La gauche a pendant un temps fait
prévaloir la liberté sur la sécurité,
parfois en flirtant avec le laxisme
pénal, – les deux premières années du
Ministère Badinter précédant le tournant
de la rigueur de 1983 ont
indiscutablement faire progresser les
libertés publiques et la démocratie
judiciaire par certaines mesures parmi
lesquelles on compte : la possibilité
donnée aux citoyens français de saisir
la Cour Européenne des Droits de l’Homme
(1981), la dissolution du Service
d’Action Civique (1982), la suppression
des Tribunaux permanents des forces
armées (1982) et la création d’une
Charte de la formation de la Police
nationale (1983). Ce clivage s’atténuera
à partir du milieu des années 1990 quand
la gauche tentera maladroitement de
réconcilier ces deux notions en
promouvant un « droit à la sécurité » au
colloque de Villepinte de l’automne 1997
et plus encore avec la Loi sur la
Sécurité Quotidienne, fortement
liberticide, promulguée au lendemain des
attentats contre les tours jumelles.
En faisant
régresser à la fois la sécurité
et la liberté, l’action de Manuel Valls
présente une singularité dans ce schéma.
Sa politique sécuritaire s’appuie en
réalité sur une manipulation qui
consiste à substituer la sécurité
– la défense de l’ordre social et de
l’État – à la sûreté telle
qu’elle est définie dans la déclaration
des droits de l’Homme et du citoyen : la
protection de l’individu, de sa liberté,
de ses droits et de ses propriétés
contre l’arbitraire du pouvoir, afin de
liquider la seconde au profit de la
première.

VOTRE OBJECTIF: Recopiez intégralement l'article ci-dessus sur la gauche, la liberté et la sécurité, sans y changer un seul mot.

DONNÉES FOURNIES:

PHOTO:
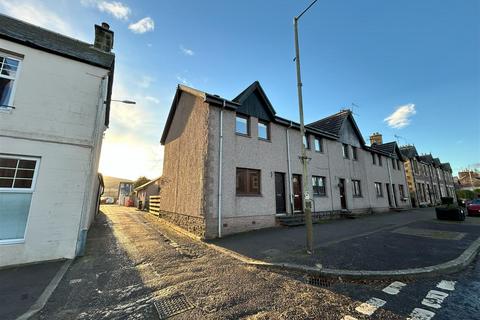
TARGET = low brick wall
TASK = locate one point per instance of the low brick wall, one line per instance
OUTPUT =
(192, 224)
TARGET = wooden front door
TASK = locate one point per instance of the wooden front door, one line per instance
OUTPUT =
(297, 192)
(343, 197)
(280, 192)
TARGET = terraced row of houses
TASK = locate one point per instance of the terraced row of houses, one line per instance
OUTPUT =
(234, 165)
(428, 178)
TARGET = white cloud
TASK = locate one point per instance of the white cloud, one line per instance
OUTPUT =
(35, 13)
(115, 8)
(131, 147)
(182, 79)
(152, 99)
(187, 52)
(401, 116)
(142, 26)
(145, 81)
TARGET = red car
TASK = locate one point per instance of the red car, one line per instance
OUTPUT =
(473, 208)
* * *
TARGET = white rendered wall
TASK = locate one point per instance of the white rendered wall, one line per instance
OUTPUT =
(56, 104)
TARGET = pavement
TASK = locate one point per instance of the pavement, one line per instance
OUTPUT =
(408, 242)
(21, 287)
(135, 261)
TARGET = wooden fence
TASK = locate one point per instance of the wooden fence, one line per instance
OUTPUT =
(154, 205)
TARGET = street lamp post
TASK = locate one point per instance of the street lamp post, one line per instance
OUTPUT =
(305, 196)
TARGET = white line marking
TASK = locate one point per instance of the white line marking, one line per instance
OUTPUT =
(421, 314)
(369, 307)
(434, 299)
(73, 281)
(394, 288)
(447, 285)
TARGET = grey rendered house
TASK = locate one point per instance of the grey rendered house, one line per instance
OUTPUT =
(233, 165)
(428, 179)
--
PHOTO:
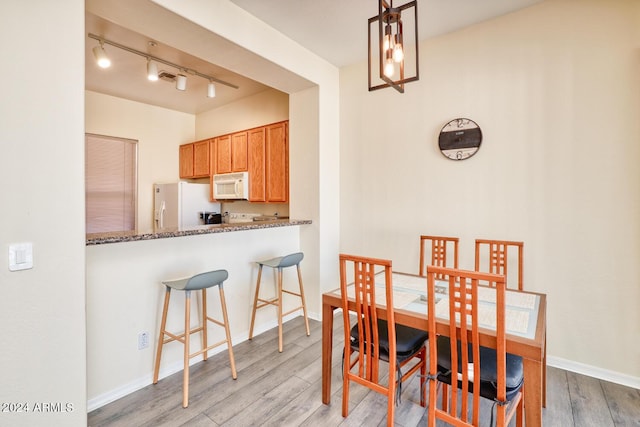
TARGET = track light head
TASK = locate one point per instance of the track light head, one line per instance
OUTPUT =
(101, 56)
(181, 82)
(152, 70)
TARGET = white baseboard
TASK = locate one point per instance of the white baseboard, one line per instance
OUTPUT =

RÉPONSE ATTENDUE:
La gauche a pendant un temps fait
prévaloir la liberté sur la sécurité,
parfois en flirtant avec le laxisme
pénal, – les deux premières années du
Ministère Badinter précédant le tournant
de la rigueur de 1983 ont
indiscutablement faire progresser les
libertés publiques et la démocratie
judiciaire par certaines mesures parmi
lesquelles on compte : la possibilité
donnée aux citoyens français de saisir
la Cour Européenne des Droits de l’Homme
(1981), la dissolution du Service
d’Action Civique (1982), la suppression
des Tribunaux permanents des forces
armées (1982) et la création d’une
Charte de la formation de la Police
nationale (1983). Ce clivage s’atténuera
à partir du milieu des années 1990 quand
la gauche tentera maladroitement de
réconcilier ces deux notions en
promouvant un « droit à la sécurité » au
colloque de Villepinte de l’automne 1997
et plus encore avec la Loi sur la
Sécurité Quotidienne, fortement
liberticide, promulguée au lendemain des
attentats contre les tours jumelles.
En faisant
régresser à la fois la sécurité
et la liberté, l’action de Manuel Valls
présente une singularité dans ce schéma.
Sa politique sécuritaire s’appuie en
réalité sur une manipulation qui
consiste à substituer la sécurité
– la défense de l’ordre social et de
l’État – à la sûreté telle
qu’elle est définie dans la déclaration
des droits de l’Homme et du citoyen : la
protection de l’individu, de sa liberté,
de ses droits et de ses propriétés
contre l’arbitraire du pouvoir, afin de
liquider la seconde au profit de la
première.